WHAT IS REQUIRED
Return everything from the start of the items down through the line containing "342, 192, 383, 287", word for word and with both ends included.

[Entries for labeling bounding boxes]
# # # #

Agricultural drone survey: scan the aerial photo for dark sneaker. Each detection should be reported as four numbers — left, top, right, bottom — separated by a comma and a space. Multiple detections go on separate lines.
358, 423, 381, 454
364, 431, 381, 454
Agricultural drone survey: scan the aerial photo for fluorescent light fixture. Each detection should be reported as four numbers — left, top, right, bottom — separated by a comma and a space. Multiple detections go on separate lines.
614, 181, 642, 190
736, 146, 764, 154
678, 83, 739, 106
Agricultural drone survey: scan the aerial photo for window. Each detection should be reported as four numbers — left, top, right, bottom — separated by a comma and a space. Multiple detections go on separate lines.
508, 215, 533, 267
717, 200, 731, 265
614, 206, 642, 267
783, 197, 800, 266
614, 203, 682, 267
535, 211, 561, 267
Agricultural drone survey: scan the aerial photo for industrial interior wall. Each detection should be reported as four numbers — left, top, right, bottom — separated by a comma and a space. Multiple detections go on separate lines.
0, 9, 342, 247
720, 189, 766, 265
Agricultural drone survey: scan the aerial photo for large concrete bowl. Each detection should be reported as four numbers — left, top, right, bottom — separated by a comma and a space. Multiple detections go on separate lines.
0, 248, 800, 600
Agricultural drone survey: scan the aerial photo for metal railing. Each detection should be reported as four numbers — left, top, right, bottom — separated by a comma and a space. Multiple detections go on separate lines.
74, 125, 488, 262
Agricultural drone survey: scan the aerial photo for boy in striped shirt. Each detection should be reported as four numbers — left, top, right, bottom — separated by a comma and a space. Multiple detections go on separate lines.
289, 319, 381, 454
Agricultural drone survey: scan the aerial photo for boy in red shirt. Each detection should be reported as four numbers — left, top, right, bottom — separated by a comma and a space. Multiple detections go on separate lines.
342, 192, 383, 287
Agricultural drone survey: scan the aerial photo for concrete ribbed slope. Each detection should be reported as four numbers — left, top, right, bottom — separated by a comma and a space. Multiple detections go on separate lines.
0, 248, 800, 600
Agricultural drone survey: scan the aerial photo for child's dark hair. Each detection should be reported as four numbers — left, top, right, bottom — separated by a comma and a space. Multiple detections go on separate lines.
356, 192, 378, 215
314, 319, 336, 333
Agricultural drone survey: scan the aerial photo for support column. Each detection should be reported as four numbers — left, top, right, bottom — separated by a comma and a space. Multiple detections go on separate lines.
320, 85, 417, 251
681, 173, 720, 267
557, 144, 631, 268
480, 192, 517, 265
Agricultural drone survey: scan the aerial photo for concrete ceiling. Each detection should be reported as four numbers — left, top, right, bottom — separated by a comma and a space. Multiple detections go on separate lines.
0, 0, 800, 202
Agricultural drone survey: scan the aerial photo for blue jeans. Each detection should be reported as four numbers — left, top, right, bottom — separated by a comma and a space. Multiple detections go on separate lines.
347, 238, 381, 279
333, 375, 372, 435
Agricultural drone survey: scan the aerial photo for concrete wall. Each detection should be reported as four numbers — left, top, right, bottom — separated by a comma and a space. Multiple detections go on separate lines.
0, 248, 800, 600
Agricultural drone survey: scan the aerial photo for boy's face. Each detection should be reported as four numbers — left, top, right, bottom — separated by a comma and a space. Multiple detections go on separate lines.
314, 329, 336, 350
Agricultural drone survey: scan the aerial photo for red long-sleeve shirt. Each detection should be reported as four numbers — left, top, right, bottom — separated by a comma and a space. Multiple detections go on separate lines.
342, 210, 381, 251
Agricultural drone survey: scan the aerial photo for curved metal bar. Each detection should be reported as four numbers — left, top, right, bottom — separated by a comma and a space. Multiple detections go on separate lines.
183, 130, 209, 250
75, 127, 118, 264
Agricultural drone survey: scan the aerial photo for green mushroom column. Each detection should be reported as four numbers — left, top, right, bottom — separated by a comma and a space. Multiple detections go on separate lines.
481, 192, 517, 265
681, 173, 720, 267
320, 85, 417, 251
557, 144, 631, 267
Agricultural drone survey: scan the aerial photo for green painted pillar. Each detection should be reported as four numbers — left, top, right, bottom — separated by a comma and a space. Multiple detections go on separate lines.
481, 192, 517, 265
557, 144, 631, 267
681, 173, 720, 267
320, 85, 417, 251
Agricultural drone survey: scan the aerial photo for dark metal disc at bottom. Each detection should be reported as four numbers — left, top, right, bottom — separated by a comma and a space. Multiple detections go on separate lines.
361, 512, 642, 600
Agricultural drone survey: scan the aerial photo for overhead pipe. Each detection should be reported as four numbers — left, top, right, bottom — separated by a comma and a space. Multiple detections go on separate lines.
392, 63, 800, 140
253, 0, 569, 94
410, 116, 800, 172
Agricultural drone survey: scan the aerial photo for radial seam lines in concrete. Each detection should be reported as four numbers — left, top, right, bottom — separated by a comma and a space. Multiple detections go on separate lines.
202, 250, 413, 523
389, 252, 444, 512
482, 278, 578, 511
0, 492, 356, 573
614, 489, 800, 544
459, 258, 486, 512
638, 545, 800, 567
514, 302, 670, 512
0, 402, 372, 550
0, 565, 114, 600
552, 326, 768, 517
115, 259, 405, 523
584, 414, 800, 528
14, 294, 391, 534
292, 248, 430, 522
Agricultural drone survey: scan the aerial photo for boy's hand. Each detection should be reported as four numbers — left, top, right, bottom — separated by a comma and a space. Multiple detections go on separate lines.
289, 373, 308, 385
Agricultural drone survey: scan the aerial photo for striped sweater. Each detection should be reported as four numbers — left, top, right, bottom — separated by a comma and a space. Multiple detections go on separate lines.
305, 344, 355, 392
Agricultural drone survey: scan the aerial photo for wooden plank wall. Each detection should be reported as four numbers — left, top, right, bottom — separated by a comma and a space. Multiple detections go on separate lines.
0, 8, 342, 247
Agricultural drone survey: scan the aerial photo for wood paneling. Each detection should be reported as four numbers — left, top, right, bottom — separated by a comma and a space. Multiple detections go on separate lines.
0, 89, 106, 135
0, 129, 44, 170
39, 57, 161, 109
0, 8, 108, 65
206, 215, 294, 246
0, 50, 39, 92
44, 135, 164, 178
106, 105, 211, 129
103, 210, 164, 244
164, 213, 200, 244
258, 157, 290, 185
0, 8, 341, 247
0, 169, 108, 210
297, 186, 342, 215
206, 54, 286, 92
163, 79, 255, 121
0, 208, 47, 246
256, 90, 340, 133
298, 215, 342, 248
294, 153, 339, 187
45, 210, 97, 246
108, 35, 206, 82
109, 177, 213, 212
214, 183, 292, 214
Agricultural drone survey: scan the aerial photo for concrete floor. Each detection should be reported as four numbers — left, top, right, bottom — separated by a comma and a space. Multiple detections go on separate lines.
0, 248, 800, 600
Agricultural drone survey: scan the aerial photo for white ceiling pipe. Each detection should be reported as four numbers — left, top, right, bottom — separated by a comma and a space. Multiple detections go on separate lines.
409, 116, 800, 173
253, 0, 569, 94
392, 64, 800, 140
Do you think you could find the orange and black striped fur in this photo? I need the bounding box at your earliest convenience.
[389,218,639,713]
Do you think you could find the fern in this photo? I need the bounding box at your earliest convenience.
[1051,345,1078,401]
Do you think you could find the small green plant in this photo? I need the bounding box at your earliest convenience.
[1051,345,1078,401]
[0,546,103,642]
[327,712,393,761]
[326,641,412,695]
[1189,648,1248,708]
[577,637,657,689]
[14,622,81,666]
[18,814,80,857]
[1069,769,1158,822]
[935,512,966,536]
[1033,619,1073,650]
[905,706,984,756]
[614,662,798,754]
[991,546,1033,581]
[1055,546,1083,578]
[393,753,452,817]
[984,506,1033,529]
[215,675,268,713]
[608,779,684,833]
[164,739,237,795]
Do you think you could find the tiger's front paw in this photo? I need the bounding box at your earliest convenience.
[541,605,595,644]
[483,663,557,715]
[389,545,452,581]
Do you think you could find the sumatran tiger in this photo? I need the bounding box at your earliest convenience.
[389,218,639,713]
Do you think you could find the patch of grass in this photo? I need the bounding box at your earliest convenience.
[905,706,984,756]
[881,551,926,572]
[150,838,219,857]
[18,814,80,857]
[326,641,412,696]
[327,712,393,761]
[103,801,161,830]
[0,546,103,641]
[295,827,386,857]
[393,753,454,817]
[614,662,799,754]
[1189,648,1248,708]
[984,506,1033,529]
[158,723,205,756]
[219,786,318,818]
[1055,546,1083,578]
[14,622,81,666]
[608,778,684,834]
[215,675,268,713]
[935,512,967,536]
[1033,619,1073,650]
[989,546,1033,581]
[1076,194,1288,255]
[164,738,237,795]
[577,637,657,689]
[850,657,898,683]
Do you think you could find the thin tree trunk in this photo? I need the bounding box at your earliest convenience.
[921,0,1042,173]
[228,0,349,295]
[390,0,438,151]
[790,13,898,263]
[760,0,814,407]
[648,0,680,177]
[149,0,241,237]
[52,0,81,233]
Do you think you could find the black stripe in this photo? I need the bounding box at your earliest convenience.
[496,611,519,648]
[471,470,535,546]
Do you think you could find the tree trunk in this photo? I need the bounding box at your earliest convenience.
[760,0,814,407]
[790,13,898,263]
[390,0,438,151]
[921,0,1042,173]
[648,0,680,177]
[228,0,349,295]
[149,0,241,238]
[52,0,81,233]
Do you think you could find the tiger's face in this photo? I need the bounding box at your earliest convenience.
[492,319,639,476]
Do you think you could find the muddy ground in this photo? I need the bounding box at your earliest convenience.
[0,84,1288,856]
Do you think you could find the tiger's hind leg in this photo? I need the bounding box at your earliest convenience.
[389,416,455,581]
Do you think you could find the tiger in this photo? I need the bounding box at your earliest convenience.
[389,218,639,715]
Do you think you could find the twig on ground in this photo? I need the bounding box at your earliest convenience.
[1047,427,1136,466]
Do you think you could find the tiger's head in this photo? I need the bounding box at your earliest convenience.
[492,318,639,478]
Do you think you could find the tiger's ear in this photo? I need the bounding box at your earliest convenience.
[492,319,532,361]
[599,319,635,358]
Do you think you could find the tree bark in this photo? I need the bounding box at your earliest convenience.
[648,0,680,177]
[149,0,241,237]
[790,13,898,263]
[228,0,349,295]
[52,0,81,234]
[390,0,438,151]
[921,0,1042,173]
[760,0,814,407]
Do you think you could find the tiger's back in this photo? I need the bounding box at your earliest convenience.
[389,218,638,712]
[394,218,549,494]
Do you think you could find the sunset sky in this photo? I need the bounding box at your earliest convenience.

# # # #

SOLUTION BELOW
Agricultural drone survey: scan the aerial photo for dark sneaker. Each detection should be reported as four numbers — left, top, right, bottom — separated by a comma and a space. Multiple detections go on separate lines.
358, 423, 381, 454
364, 431, 381, 454
Agricultural drone survey: scan the aerial photo for fluorescent light fixture. Each detection should be reported as four numbers — left, top, right, bottom — separated by a comma and a space. Multiple detections go on separate lines.
614, 181, 642, 190
736, 146, 764, 154
678, 83, 739, 106
Agricultural drone survey: scan the aerial photo for window. Each detection should be reported as four numbers — left, top, right, bottom — separated by a comma and a space. Multiple detections go on separate lines.
508, 215, 533, 267
717, 200, 731, 265
614, 206, 642, 267
783, 197, 800, 266
614, 203, 682, 267
535, 211, 561, 267
Agricultural drone survey: scan the aerial photo for industrial interior wall. Each detection should be reported as four numbers — left, top, right, bottom — separated by a comma and a space. Multiple detections go on separate lines.
0, 9, 342, 247
720, 189, 766, 265
Agricultural drone survey: scan the aerial photo for large concrete bowl. Each detection should be reported as four numbers — left, top, right, bottom — separated by a comma and a space. Multiple detections go on separate lines.
0, 248, 800, 600
Agricultural drone survey: scan the aerial photo for metal railing. Each detection should be reported as four numbers — left, top, right, bottom — separated by a comma and a space. Multiple detections go on separate lines.
74, 125, 488, 262
Agricultural drone survey: scan the aerial photo for boy in striped shirt. Each detection should be reported as four numbers — left, top, right, bottom — separated by a comma and a space. Multiple detections go on separate lines.
289, 319, 381, 454
Agricultural drone survey: scan the aerial photo for boy in red shirt. Each detection should be reported as four numbers — left, top, right, bottom — separated by a comma and a space. Multiple detections go on separate lines.
342, 192, 383, 287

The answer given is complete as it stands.